--- Source records Enclosed Below ---

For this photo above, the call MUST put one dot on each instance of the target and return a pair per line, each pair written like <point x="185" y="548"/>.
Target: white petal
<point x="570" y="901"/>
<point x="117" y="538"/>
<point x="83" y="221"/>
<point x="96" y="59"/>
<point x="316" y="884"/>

--- End of Enclosed Source records ---

● Your objective
Go through the entries above and reproduce each one exactly.

● Exercise response
For this photo above, the call MUST put one dot on each instance of the target and return a pair per line, each pair written like <point x="185" y="548"/>.
Target: white petal
<point x="570" y="901"/>
<point x="117" y="538"/>
<point x="83" y="221"/>
<point x="96" y="59"/>
<point x="316" y="884"/>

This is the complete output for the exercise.